▶ _WHAT TO WORK ON_
All the records that follow need to be reproduced exactly. Omit the images.

▶ _DATA TO USE_
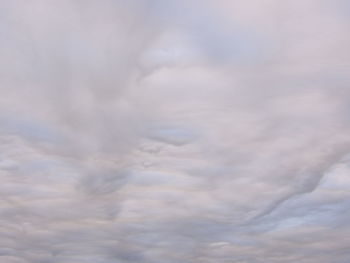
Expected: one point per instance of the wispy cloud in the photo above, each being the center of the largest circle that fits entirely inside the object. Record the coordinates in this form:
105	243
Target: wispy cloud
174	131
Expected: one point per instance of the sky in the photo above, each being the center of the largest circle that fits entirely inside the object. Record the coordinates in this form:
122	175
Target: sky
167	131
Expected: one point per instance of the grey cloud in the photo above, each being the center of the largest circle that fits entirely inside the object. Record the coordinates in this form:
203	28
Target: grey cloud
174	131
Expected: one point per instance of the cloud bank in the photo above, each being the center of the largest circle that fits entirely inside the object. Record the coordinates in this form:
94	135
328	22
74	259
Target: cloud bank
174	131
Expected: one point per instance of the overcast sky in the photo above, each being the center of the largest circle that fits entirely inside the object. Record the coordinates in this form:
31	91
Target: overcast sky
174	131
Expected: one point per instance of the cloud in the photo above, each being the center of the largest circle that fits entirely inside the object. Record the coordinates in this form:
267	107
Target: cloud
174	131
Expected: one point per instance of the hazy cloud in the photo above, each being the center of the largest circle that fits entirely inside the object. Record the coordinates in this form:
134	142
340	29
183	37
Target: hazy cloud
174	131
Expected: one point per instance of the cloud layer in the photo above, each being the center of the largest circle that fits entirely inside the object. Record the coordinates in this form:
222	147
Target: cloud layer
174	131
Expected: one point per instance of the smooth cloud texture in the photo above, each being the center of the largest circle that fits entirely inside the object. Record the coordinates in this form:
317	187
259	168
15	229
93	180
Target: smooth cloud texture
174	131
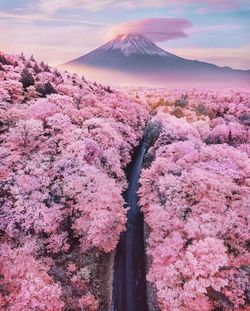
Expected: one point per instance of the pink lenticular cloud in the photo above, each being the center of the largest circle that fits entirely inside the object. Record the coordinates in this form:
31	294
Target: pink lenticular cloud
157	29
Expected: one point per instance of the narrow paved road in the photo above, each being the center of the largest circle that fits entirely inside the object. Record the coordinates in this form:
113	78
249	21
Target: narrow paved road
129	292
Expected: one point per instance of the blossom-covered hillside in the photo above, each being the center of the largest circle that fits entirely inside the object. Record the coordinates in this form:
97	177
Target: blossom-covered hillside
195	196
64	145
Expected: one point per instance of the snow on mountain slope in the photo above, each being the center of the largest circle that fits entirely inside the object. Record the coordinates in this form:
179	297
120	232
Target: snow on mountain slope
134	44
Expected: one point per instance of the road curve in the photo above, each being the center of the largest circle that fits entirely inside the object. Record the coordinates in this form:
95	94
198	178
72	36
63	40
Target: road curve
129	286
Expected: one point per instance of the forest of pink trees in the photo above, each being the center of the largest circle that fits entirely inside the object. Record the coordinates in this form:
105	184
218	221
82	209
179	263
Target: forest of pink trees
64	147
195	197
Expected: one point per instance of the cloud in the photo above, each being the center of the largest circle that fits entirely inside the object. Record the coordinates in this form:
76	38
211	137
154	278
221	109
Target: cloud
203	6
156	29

▶ _RESULT OF THE TASK_
Expected: one point per instance of the wispy cloud in the photo above, each being the center of the largest circle that fits entirely inside the object. Record the coordinates in this form:
105	243
Target: wispy cloud
174	131
Expected: one point per instance of the sky in the photo above, each being the center of the largest circle that fits entirely inside the object. Record the coordinates in this form:
122	175
Target: sky
167	131
Expected: one point per instance of the grey cloud in the photo above, each being the center of the largest circle that fits entirely inside the object. Record the coordinates in this form:
203	28
Target: grey cloud
174	131
Expected: one point per instance of the cloud bank in the photo above, each being the center of the largest circle that fits entirely inside the object. Record the coordinates in this form:
94	135
328	22
74	259
Target: cloud bank
174	131
Expected: one point per instance of the overcast sky in the photo above, each being the center of the largest circle that fits entirely inside the object. Record the coordinates in this form:
31	91
Target: overcast sky
174	131
Expected: one point per instance of the cloud in the photo above, each being the center of the largest circle that fits entirely inside the object. Record the coordinates in this form:
267	107
Target: cloud
174	131
Expected: one point per instance of the hazy cloud in the photo above, each being the center of the largest circle that fits entirely inside the object. Record the coordinates in this form:
134	142
340	29
183	37
Target: hazy cloud
174	131
Expected: one point per instance of the cloud layer in the photo above, each being the center of the largest circle that fits entirely inside the object. Record the coordinates in this form:
222	147
Target: cloud layer
174	131
Expected: one point per instance of the smooth cloud texture in the photo above, each being the center of the largest circle that fits entirely inside the object. Record the coordinates in this form:
317	187
259	168
15	229
93	180
Target: smooth cloud texture
174	131
Expected: one point per instance of the pink lenticular cloud in the photo above, each being the center of the largest circle that fits entirely inside the object. Record the coordinates in this form:
31	294
Target: pink lenticular cloud
157	29
Expected: one point per instance of the narrow paved road in the photo above, each being the center of the largest circle that fits entirely inside the object. Record the coordinates in this form:
113	78
249	21
Target: narrow paved road
129	292
Expected: one point per instance of the blossom-covered hillside in the photo above, each being the center of the largest circle that fits entirely inside the object. Record the coordinates in this form:
97	177
Target: blossom-covered hillside
195	196
64	145
Expected: one point per instance of the snow on mountain slope in the photo above, each being the center of the largest circle that fits entirely inside the object. Record the coordinates in this form:
179	297
120	232
Target: snow on mountain slope
134	44
Expected: one point per instance of the road curve in the photo above, each being the center of the largest circle that fits entirely inside the object. Record the coordinates in this form:
95	94
198	178
72	36
63	40
Target: road curve
129	286
Expected: one point per instance of the forest of pink trees in the photo above, each being the center of the largest circle that fits entirely inside the object. Record the coordinates in this form:
105	184
218	221
82	209
179	263
Target: forest of pink trees
64	147
195	197
Expected: one point per instance of the cloud in the photo above, each being the center of the largest circle that fits entirely inside the object. Record the coordinates in this form:
76	38
211	137
154	278
221	109
Target: cloud
203	6
156	29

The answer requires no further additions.